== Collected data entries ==
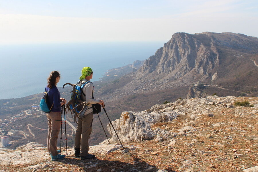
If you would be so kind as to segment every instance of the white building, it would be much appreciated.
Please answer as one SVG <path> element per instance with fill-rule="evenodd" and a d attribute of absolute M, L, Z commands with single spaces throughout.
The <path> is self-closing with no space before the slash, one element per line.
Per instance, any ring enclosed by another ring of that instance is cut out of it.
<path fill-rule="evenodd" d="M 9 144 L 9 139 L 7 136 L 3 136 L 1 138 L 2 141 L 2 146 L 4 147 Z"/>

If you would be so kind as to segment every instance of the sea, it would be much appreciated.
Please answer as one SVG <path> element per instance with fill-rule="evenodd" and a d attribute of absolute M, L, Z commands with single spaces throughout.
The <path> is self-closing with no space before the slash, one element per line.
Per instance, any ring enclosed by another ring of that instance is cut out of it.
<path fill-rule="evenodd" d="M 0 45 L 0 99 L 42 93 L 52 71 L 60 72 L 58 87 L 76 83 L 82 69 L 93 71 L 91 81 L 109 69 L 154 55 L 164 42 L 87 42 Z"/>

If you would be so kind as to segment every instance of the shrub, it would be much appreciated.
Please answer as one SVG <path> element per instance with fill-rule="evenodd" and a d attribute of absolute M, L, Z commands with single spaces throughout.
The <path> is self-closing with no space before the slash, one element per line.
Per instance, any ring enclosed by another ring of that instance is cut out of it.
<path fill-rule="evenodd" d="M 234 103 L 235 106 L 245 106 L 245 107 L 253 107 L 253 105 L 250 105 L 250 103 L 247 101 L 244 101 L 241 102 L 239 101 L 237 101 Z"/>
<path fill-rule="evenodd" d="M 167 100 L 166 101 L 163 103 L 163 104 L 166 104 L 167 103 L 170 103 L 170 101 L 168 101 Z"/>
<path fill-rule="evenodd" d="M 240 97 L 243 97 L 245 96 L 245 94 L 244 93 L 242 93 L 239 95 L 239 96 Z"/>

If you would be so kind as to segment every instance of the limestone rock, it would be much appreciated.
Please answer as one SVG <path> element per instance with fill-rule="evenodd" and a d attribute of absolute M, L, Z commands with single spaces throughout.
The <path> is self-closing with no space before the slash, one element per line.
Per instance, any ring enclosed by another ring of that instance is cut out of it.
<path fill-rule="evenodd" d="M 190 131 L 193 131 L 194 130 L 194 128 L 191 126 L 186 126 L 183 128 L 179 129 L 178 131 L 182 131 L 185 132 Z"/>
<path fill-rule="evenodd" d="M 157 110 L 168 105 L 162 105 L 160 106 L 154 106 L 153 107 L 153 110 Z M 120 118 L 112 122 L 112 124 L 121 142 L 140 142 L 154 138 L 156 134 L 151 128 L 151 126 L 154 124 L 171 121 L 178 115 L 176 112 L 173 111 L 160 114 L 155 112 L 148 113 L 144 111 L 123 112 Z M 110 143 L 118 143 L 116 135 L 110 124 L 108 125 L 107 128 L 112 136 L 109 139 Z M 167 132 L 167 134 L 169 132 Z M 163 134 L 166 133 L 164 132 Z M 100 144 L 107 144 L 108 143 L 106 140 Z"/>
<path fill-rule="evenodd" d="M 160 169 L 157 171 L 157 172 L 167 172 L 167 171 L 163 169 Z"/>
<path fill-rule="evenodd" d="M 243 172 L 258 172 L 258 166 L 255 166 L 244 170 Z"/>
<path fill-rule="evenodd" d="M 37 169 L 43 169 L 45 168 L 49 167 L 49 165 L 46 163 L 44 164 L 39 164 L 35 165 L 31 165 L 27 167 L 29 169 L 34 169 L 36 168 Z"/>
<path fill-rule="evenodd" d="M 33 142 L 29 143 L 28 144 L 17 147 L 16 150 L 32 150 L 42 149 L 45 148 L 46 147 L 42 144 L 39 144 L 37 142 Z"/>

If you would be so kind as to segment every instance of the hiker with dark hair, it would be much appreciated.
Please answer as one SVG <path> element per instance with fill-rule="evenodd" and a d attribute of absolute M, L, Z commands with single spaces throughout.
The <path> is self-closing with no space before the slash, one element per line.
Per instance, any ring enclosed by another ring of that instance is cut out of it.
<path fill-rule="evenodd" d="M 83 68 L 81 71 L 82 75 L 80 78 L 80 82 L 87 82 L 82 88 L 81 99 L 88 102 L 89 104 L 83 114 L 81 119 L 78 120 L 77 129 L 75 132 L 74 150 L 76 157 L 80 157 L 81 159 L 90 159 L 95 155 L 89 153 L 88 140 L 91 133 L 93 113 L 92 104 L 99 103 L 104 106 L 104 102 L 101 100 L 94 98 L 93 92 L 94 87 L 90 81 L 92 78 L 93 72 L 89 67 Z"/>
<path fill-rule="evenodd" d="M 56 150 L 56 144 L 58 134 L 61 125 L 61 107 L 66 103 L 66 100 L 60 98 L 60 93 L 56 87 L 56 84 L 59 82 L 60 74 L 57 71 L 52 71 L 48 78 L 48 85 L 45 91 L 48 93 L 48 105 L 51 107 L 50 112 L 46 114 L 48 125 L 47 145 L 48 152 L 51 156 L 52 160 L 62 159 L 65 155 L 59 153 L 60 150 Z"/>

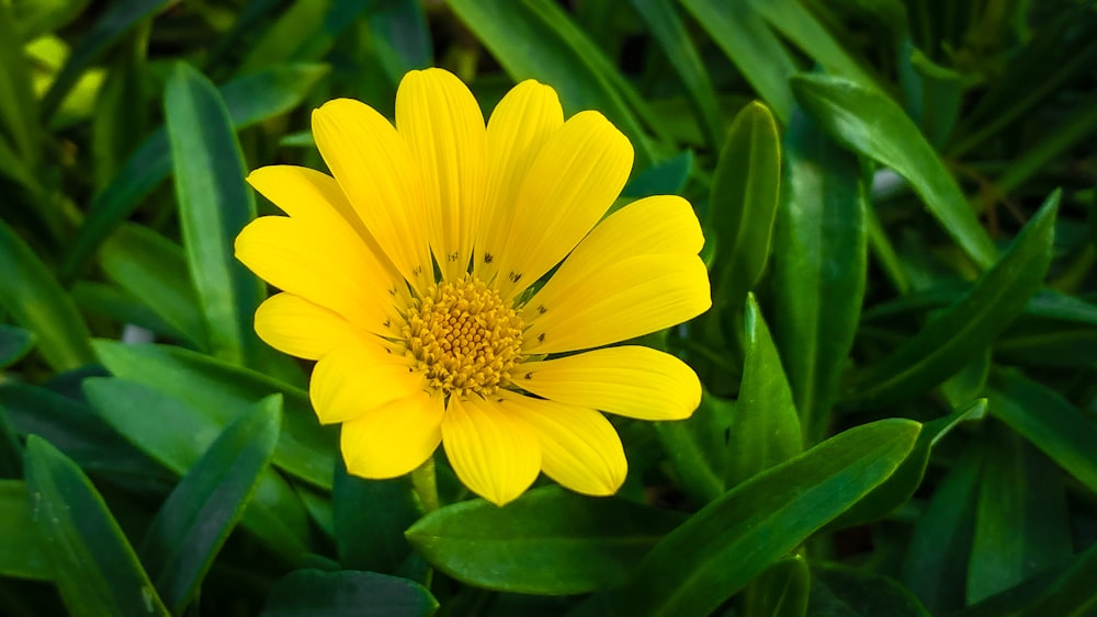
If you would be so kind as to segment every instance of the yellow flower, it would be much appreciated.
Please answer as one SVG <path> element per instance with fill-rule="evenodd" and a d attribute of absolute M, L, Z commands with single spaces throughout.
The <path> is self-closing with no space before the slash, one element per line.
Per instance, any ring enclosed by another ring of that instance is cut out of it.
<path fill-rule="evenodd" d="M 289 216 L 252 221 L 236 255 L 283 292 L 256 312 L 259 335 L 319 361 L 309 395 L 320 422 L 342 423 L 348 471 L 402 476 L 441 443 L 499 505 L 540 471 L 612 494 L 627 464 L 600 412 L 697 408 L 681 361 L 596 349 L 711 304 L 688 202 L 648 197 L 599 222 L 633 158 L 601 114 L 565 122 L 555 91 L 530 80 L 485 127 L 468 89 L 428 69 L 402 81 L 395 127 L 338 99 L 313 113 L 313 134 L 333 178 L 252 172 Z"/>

== Task directions ==
Reproduce the part of the material that opens with the line containing "shrub, it would be much appreciated." and closes with the line containing "240 97 L 243", keeping every character identical.

== The answer ==
If you would be so kind as to segment every instance of the shrub, it would be much appreciated.
Please answer as one SVG <path> element per instance with fill-rule="evenodd" and a d attribute of absolute M, L, Z commands with single spaces throughout.
The <path> is self-closing with no space before the slash, one element per line.
Per instance, any ring enclosed by another ring of that instance is cut out of it.
<path fill-rule="evenodd" d="M 234 103 L 235 106 L 245 106 L 245 107 L 253 107 L 253 105 L 250 105 L 250 103 L 247 101 L 244 101 L 241 102 L 239 101 L 237 101 Z"/>
<path fill-rule="evenodd" d="M 167 100 L 166 101 L 163 103 L 163 104 L 166 104 L 167 103 L 170 103 L 170 101 L 168 101 Z"/>
<path fill-rule="evenodd" d="M 240 97 L 243 97 L 245 96 L 245 94 L 244 93 L 242 93 L 239 95 L 239 96 Z"/>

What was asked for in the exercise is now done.